◆ WHAT YOU NEED TO DO:
[A] In the event announcement on Alzheimer's disease targets, which kinase is described as elevated in AD and implicated in tau phosphorylation?
[B] Who are the organizers named in the event announcement on Alzheimer's disease targets, and what is the affiliation given for each?
[C] Write the next part of the event announcement on Alzheimer's disease targets, picking up after its final sentence.

◆ TEXT BLOCK:
+ + + + +

Multiple Targets for Alzheimer's Disease:  γ–Secretase and Tau

Multiple Targets for Alzheimer's Disease: γ–Secretase and Tau

Tuesday, December 5, 2006

The New York Academy of Sciences

Organizers: Donna Barten, Ph.D., Bristol-Myers Squibb; Barbara Petrack, Ph.D., Drew University; and Barbara Tate, Ph.D., Pfizer; Global Research & Development

This is an all day event.

Alzheimer's disease (AD) is characterized by the neuropathological lesions, plaques and tangles, largely composed of beta-amyloid (Ab) peptide and hyperphosphorylated tau, respectively. Because the enzymes that produce Ab and that phosphorylate tau are compelling targets for the treatment of AD, intense focus has yielded important understanding of some aspects of their biology. Proteolytic enzymes that process the amyloid precursor protein, notably gamma-secretase and BACE, and tau kinases such as glycogen synthase kinase (GSK) have been identified and characterized. However, much remains to be discovered, making it challenging to develop therapeutic agents that can inhibit or modulate the activity of these enzymes. We will discuss the current understanding of the protein assembly that makes up the gamma-secretase complex, the substrates and cleavage activity of the enzyme, and what is known of the regulation of its activity. Tau, which normally binds to and stabilizes microtubules, is regulated by phosphorylation. However, hyperphosphorylated tau can no longer bind to microtubules and tends to self-aggregate, forming the tangles in AD. It is unclear which residues and kinases are relevant in AD, although GSK, which is elevated in AD, has been implicated. In addition, both gain of toxicity and loss of function hypotheses can explain tau's role in disease. New information gained from use of transgenic models of AD and the relationship between Ab and tau will be discussed.

+ + + + +

◆ GIVEN ENTRIES:
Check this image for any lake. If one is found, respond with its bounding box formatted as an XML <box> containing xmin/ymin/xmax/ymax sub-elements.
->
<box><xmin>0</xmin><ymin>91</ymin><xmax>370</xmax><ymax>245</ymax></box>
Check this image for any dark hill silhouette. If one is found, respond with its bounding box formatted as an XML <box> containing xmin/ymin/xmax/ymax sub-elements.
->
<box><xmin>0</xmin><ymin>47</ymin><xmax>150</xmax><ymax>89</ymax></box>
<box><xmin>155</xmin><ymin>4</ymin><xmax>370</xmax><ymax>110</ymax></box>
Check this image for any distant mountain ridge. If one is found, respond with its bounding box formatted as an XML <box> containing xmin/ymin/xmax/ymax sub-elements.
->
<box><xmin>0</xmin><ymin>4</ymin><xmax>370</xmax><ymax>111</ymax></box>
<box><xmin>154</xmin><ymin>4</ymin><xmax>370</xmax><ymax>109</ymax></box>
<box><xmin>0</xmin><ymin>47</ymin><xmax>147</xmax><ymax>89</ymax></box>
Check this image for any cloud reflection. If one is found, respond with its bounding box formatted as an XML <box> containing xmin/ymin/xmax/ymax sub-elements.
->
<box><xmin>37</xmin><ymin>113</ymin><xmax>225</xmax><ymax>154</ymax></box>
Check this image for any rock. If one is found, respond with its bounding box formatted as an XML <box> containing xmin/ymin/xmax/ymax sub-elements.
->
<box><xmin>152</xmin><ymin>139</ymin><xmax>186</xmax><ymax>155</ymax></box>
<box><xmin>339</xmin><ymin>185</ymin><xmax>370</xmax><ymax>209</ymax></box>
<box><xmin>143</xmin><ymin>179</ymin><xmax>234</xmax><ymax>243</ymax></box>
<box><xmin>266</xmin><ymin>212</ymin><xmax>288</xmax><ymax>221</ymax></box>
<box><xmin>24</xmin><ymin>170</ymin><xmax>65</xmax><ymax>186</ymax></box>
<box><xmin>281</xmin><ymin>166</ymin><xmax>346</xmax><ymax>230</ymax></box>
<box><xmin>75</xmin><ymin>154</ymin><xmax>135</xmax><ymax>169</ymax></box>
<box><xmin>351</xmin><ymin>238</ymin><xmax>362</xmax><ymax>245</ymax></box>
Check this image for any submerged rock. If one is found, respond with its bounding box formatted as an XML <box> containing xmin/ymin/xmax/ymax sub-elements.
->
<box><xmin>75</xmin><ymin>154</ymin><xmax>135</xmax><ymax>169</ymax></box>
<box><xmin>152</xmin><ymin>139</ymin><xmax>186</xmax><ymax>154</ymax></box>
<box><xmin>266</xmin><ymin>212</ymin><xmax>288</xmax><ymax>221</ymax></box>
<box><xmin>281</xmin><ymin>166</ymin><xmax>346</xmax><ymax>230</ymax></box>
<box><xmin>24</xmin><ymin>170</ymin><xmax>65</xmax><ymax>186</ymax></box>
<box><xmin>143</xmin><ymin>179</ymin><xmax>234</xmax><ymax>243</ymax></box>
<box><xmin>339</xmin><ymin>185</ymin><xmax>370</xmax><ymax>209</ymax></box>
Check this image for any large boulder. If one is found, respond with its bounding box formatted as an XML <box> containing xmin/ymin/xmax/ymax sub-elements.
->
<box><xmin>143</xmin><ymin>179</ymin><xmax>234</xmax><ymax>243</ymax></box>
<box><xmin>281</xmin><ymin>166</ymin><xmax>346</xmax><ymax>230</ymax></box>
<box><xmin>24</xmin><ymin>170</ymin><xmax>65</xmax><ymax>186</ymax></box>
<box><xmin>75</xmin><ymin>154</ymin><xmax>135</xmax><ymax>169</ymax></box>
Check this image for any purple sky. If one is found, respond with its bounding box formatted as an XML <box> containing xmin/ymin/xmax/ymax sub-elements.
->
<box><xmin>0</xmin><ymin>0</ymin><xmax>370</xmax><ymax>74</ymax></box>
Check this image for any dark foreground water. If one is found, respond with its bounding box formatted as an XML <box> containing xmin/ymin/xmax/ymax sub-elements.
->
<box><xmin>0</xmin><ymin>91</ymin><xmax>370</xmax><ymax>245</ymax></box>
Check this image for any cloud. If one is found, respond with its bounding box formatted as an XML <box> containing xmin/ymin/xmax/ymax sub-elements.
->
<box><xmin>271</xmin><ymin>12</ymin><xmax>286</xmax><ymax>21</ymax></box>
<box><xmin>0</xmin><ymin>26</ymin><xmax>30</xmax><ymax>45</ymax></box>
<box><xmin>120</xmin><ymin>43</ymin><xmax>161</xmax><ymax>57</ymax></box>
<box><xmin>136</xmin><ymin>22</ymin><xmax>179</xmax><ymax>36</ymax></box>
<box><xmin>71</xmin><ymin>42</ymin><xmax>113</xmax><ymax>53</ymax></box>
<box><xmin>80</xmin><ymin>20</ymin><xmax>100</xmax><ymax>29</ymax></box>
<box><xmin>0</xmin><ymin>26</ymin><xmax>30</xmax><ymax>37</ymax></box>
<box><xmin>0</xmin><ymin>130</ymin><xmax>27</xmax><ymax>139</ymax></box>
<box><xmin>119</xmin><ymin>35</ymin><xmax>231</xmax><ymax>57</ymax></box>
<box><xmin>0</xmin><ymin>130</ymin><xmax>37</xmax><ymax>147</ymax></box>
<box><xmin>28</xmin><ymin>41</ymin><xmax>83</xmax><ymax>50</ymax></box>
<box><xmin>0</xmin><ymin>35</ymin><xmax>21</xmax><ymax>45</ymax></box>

+ + + + +

◆ RESPONSES:
[A] Glycogen synthase kinase (GSK).

[B]
- Donna Barten, Ph.D., Bristol-Myers Squibb
- Barbara Petrack, Ph.D., Drew University
- Barbara Tate, Ph.D., Pfizer; Global Research & Development

[C]
8:30 - 9:00 Registration Check-In

9:00 - 9:10 Welcome and Introduction

9:10 - 9:55 Mark Shearman, Ph.D., Merck Research Laboratories, Boston, MA, "Gamma-Secretase Complex: Inhibition and Modulation."

9:55 - 10:40 Thomas Lanz, Ph.D., Pfizer Global Research & Development, Groton, CT, "Complex Pharmacology of "Classical" Gamma-Secretase Inhibitors."

10:40 - 11:00 Refreshments

11:00 - 11:45 Michael S. Wolfe, Ph.D., Brigham & Women's Hospital, Boston, MA, "Biochemistry of Presenilin and Presenilin-like Proteases."

11:45 - 12:30 David Holtzman, M.D., Washington University, St. Louis, MO, "Amyloid-beta Metabolism and the Pathogenesis of AD."

12:30 - 2:00 Lunch Break

2:00 - 2:45 Frank M. LaFerla, Ph.D., Univ California, Irvine, "Understanding the Links Between Aβ and Tau Pathology."

2:45 - 3:30 Peter Davies, Ph.D., Albert Einstein College of Medicine, Bronx, NY, "What Changes in Tau are Important in Pathogenesis?"

3:30 - 3:50 Refreshments

3:50 - 4:35 Michael L. Hutton, Ph.D., Mayo Clinic Jacksonville, FL, "Tau as the Final Common Denominator for Multiple Neurodegenerative Diseases."

4:35 - 5:20 Leonard Petrucelli, Ph.D., Mayo Clinic Jacksonville, FL, "The Role of CHIP and Chaperones in Tau Pathology."